→ **Exercise aim**:
From the article below on music versus toy play for children with ASD, list the three things the researchers recorded to observe each child's behavior.
[[ Text block open ]]
“Music Or Toy?” Which Can Facilitate More Happiness and Social Interaction for Children with ASD?
Children with ASD might have difficulties in social interaction and expressing emotions, they tend to focus on things or objects that they feel intensely interested in.
A university in South Korea has conducted research and observed 10 children with ASD aged from 3 to 5. They compare the children’s behaviour in improvisational music therapy sessions and toy playing sessions. Results indicated that there is a higher frequency of joy, initiation of interaction and emotional sharing in music therapy sessions.
Researchers observed the child’s behaviour by recording the frequency of smiles, number of times sharing emotions and any spontaneous initiation of interaction from the child. These areas are unusual in children with ASD.
The research also found that during the toy playing session, younger children with more obvious symptoms of ASD, are harder to share toys or engage with other people. However, music has its wide variety of characteristics, which can attract children more easily. Children find their own space in music, and therapists would engage with the child through sound imitation or making variation in music.
They also investigated the differences for child-led and therapist-led sessions, they found that children are happier in the child-led session. This might reflect the importance of allowing the child to control and to lead in sessions.
Kim, J., Wigram, T., & Gold, C. (2009). Emotional, motivational and interpersonal responsiveness of children with autism in improvisational music therapy. Autism, 13(4), 389-409.
[[ Text block closed ]]
[[ Excerpted data open ]]
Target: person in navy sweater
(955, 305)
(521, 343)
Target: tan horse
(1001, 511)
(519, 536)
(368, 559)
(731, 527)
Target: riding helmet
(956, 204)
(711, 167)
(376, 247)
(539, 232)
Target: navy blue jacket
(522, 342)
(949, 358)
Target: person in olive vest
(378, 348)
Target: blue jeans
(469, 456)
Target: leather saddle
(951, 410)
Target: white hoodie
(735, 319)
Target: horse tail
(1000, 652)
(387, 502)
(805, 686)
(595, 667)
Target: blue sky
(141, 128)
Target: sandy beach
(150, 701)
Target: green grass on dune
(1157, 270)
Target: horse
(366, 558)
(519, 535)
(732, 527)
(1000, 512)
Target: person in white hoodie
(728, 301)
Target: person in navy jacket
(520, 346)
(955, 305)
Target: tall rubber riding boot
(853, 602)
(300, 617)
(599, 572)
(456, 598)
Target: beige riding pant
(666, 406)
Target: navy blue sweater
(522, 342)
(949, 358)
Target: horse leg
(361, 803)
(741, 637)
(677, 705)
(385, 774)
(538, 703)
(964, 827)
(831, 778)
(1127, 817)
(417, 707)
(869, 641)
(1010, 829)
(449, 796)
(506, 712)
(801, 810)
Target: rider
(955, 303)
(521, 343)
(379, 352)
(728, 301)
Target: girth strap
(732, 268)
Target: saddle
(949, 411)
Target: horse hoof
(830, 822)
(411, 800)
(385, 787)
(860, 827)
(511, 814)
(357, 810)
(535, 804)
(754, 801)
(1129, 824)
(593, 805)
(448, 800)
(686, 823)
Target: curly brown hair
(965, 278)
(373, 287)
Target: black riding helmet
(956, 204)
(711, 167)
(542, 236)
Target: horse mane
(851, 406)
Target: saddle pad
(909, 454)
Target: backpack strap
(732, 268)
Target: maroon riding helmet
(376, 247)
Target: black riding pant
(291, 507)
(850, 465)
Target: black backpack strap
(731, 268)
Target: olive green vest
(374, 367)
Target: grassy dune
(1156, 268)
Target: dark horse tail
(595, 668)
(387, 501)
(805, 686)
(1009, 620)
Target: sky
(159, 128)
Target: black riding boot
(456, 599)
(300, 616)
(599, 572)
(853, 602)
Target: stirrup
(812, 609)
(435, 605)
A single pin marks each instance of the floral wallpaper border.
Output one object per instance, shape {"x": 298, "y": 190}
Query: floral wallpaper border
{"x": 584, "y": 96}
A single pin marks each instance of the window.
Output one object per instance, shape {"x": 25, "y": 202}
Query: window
[[ Excerpted data closed ]]
→ **Task result**:
- The frequency of smiles
- The number of times the child shared emotions
- Any spontaneous initiation of interaction from the child